(Rows from a pointing dataset)
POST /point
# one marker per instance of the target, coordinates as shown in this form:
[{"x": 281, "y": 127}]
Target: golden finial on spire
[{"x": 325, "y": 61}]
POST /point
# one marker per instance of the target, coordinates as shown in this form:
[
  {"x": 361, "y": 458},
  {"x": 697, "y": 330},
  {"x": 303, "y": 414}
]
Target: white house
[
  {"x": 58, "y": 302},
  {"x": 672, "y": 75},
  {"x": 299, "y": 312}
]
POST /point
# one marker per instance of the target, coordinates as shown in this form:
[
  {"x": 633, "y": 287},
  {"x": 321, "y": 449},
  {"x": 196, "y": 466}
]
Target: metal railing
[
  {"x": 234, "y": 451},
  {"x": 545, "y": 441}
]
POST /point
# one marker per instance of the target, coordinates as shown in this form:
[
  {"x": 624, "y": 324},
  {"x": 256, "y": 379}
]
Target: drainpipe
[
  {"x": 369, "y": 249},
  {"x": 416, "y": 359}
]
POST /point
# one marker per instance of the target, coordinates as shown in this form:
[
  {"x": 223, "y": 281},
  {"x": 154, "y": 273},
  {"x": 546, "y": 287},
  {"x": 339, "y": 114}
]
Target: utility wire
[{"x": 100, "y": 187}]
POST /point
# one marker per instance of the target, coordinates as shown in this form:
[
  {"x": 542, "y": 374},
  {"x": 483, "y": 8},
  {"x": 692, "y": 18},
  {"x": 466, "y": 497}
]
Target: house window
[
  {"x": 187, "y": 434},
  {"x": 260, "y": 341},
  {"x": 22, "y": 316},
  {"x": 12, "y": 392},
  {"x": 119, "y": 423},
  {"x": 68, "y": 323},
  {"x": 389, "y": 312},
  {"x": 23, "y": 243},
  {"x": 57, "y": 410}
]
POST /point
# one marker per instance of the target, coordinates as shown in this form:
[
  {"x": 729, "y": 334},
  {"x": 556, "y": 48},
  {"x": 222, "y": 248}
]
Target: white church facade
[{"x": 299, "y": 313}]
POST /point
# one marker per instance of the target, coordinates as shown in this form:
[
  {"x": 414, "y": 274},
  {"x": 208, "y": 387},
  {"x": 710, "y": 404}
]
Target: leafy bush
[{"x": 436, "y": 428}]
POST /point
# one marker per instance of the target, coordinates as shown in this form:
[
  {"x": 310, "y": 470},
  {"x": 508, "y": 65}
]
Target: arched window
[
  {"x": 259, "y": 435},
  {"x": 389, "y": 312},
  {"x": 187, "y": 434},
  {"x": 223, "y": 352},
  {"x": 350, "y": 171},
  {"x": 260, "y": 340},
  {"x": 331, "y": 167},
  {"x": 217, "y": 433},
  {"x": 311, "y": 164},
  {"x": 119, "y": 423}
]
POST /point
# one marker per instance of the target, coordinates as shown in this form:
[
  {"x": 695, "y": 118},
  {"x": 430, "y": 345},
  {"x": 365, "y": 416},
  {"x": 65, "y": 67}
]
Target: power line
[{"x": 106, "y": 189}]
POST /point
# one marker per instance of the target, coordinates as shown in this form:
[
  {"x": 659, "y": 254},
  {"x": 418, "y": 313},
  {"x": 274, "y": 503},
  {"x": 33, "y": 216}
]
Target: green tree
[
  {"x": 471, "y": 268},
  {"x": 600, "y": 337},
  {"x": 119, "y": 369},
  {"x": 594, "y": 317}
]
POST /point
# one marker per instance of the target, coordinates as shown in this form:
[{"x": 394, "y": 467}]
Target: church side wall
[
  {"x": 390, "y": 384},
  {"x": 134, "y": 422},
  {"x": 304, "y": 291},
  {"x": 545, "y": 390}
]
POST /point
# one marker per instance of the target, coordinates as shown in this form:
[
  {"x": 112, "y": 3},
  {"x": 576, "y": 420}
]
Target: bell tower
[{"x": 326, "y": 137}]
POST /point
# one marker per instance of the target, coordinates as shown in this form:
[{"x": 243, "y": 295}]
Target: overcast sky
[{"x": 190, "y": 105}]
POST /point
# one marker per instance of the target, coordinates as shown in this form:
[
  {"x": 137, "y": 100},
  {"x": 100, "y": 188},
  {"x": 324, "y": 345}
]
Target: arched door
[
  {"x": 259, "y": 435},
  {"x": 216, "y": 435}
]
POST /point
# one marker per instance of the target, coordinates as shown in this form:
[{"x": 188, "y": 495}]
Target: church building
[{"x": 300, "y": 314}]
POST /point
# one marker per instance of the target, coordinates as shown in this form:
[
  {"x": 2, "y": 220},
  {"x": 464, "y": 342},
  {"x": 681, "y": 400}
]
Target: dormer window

### Instructions for the task
Output the data above exactly, please, line for line.

### Full output
POST /point
# one marker per instance of the target, coordinates as shown in this form:
[{"x": 281, "y": 127}]
Target: golden finial on spire
[{"x": 325, "y": 61}]
POST /point
# one marker per instance of the target, coordinates as shown in this form:
[
  {"x": 361, "y": 458},
  {"x": 697, "y": 330},
  {"x": 303, "y": 414}
]
Target: white house
[
  {"x": 58, "y": 302},
  {"x": 672, "y": 75},
  {"x": 299, "y": 312}
]
POST /point
# one marker per instance of the target, coordinates as shown in this form:
[
  {"x": 633, "y": 287},
  {"x": 321, "y": 449},
  {"x": 196, "y": 466}
]
Target: metal railing
[
  {"x": 234, "y": 451},
  {"x": 545, "y": 441}
]
POST /point
# one marker per instance of the target, coordinates as shown in this form:
[
  {"x": 624, "y": 324},
  {"x": 256, "y": 379}
]
Target: drainpipe
[
  {"x": 369, "y": 249},
  {"x": 416, "y": 359}
]
POST /point
# one marker per instance of the target, coordinates as shown in this form:
[
  {"x": 223, "y": 281},
  {"x": 154, "y": 273},
  {"x": 546, "y": 287},
  {"x": 339, "y": 114}
]
Target: utility wire
[{"x": 100, "y": 187}]
POST /point
# one marker per instance of the target, coordinates as shown in this form:
[
  {"x": 542, "y": 374},
  {"x": 483, "y": 8},
  {"x": 692, "y": 18},
  {"x": 466, "y": 497}
]
Target: house window
[
  {"x": 187, "y": 434},
  {"x": 260, "y": 341},
  {"x": 22, "y": 316},
  {"x": 12, "y": 392},
  {"x": 119, "y": 423},
  {"x": 68, "y": 323},
  {"x": 389, "y": 312},
  {"x": 23, "y": 243},
  {"x": 57, "y": 410}
]
POST /point
# one marker per instance of the target, coordinates as shown in this form:
[
  {"x": 729, "y": 334},
  {"x": 556, "y": 48},
  {"x": 222, "y": 248}
]
Target: white church facade
[{"x": 299, "y": 313}]
POST /point
# one marker per instance of the target, coordinates as shown in this form:
[
  {"x": 414, "y": 274},
  {"x": 208, "y": 387},
  {"x": 710, "y": 404}
]
Target: leafy bush
[{"x": 436, "y": 428}]
POST /point
# one marker per instance of the target, coordinates as shown in this form:
[
  {"x": 310, "y": 470},
  {"x": 508, "y": 65}
]
Target: arched window
[
  {"x": 259, "y": 435},
  {"x": 389, "y": 312},
  {"x": 187, "y": 434},
  {"x": 223, "y": 352},
  {"x": 350, "y": 171},
  {"x": 260, "y": 340},
  {"x": 331, "y": 167},
  {"x": 217, "y": 433},
  {"x": 311, "y": 164},
  {"x": 119, "y": 423}
]
POST /point
# one marker per instance of the target, coordinates as shown in this form:
[
  {"x": 695, "y": 118},
  {"x": 430, "y": 345},
  {"x": 365, "y": 416},
  {"x": 65, "y": 67}
]
Target: power line
[{"x": 106, "y": 189}]
POST /point
# one marker per instance of the target, coordinates as shown in this form:
[
  {"x": 659, "y": 254},
  {"x": 418, "y": 313},
  {"x": 274, "y": 503},
  {"x": 33, "y": 216}
]
Target: green tree
[
  {"x": 471, "y": 268},
  {"x": 600, "y": 337},
  {"x": 119, "y": 369},
  {"x": 594, "y": 317}
]
POST /point
# one marker per instance of the target, coordinates as shown in this form:
[{"x": 394, "y": 467}]
Target: church side wall
[
  {"x": 390, "y": 384},
  {"x": 134, "y": 422},
  {"x": 304, "y": 291},
  {"x": 545, "y": 390}
]
POST /point
# one marker per instance of the target, coordinates as shown in this form:
[
  {"x": 112, "y": 3},
  {"x": 576, "y": 420}
]
Target: bell tower
[{"x": 326, "y": 137}]
POST /point
# one marker per instance of the target, coordinates as shown in this form:
[{"x": 243, "y": 295}]
Target: overcast sky
[{"x": 190, "y": 105}]
POST /point
# one marker per instance of the target, coordinates as shown in this form:
[
  {"x": 137, "y": 100},
  {"x": 100, "y": 188},
  {"x": 324, "y": 345}
]
Target: arched door
[
  {"x": 259, "y": 435},
  {"x": 216, "y": 435}
]
POST /point
# one marker per instance of the target, coordinates as shown in this form:
[{"x": 188, "y": 495}]
Target: church building
[{"x": 300, "y": 314}]
POST /point
# one marker per instance of the target, coordinates as shown in this form:
[
  {"x": 2, "y": 220},
  {"x": 464, "y": 342},
  {"x": 681, "y": 400}
]
Target: dormer window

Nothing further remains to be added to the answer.